→ **WRITTEN INSTRUCTION**
Rewrite the passage about Cambridge SCA between "Cambridge SCA (Cambridge" and "Rape Crisis Centre.", inclusive, substituting "Project Coordinators" for "Project Leaders".

Cambridge SCA (Cambridge Student Community Action) is a registered charity which encourages and provides community volunteering opportunities for the students of the University of Cambridge. Projects typically provide services to disadvantaged groups within the local community and provide students with valuable learning opportunities and a chance to make a difference. Cambridge SCA runs 10 of its own 'Internal Projects', each of which are headed by student Project Leaders - these projects include 'Big Siblings', 'Parklife', 'Betty Stubbens Musical Entertainment Group' and 'Teaching English as a Second Language'. They also offer volunteering opportunities with over 60 external organisations, such as Cambridge Carbon Footprint, Headway and the Cambridge Rape Crisis Centre.

History
Cambridge SCA became a registered charity in 1972 and has been providing volunteers into the community throughout; with experience of almost 40 years, it is one of the longest-running student charity organisations affiliated to the University of Cambridge.

→ **SUPPLIED DATA**
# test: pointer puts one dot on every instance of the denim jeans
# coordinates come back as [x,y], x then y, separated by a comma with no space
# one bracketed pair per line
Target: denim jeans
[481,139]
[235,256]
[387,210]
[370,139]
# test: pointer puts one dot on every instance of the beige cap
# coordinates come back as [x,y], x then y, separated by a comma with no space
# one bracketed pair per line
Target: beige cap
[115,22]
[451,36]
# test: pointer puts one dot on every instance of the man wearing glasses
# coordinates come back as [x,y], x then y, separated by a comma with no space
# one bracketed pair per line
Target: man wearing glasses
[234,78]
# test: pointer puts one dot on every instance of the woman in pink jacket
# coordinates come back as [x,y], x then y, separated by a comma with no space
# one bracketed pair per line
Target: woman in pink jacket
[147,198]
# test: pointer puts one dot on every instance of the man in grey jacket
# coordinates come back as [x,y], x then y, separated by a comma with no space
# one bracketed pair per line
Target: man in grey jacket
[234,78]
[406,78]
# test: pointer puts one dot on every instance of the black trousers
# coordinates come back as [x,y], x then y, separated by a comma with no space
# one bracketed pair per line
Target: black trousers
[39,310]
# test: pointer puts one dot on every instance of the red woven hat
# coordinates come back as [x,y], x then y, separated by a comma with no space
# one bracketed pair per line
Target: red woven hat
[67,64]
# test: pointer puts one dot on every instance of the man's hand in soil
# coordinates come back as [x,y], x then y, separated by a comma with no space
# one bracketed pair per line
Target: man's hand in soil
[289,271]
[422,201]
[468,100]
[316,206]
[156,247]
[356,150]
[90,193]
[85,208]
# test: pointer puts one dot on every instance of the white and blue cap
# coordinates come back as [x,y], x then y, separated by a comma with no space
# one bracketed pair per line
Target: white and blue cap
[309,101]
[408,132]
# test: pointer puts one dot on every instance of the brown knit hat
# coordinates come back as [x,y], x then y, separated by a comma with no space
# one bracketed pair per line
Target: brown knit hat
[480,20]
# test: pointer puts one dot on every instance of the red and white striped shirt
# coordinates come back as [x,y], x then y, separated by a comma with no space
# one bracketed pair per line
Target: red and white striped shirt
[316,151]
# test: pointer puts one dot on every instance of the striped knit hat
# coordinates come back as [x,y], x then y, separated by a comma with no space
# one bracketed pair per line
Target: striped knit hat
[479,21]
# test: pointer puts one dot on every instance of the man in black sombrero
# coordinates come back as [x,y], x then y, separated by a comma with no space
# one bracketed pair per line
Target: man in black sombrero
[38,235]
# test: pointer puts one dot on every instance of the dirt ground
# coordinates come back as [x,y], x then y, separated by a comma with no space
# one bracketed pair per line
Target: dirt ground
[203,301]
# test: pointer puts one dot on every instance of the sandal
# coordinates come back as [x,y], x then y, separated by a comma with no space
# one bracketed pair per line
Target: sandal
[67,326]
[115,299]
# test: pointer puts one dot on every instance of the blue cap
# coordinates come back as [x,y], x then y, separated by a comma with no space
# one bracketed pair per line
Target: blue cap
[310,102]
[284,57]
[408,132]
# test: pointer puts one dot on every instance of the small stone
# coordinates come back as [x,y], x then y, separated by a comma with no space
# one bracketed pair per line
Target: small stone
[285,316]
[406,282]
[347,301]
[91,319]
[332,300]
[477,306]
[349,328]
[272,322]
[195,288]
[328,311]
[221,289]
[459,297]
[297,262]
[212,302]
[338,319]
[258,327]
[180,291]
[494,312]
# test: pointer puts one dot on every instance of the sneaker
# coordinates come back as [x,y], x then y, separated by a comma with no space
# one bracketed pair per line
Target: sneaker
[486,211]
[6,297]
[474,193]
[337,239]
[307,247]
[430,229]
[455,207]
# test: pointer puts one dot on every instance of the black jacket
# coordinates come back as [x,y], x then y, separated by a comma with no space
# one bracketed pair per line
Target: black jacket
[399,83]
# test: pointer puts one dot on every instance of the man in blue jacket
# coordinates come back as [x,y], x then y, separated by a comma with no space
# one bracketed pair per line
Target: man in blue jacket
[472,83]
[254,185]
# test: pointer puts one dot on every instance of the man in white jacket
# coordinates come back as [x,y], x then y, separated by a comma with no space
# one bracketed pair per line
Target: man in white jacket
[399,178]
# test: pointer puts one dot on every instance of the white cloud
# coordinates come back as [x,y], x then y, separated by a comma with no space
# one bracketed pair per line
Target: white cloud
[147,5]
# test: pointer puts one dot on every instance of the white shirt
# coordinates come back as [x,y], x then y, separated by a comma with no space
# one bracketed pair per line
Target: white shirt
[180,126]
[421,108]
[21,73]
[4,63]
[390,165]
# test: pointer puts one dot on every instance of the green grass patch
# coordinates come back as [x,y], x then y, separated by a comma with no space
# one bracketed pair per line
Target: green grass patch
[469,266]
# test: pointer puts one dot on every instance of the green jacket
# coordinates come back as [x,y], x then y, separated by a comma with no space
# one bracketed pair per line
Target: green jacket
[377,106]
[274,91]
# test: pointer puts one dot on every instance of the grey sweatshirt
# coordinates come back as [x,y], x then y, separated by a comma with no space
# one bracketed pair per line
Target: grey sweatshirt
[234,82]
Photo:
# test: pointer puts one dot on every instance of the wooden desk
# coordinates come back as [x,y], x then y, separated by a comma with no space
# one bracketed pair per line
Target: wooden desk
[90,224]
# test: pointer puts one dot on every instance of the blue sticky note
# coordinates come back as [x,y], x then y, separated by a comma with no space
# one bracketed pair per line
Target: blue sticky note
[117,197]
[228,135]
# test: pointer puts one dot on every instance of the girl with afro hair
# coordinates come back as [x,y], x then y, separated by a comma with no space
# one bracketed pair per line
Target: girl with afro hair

→ **EXERCISE RESULT**
Cambridge SCA (Cambridge Student Community Action) is a registered charity which encourages and provides community volunteering opportunities for the students of the University of Cambridge. Projects typically provide services to disadvantaged groups within the local community and provide students with valuable learning opportunities and a chance to make a difference. Cambridge SCA runs 10 of its own 'Internal Projects', each of which are headed by student Project Coordinators - these projects include 'Big Siblings', 'Parklife', 'Betty Stubbens Musical Entertainment Group' and 'Teaching English as a Second Language'. They also offer volunteering opportunities with over 60 external organisations, such as Cambridge Carbon Footprint, Headway and the Cambridge Rape Crisis Centre.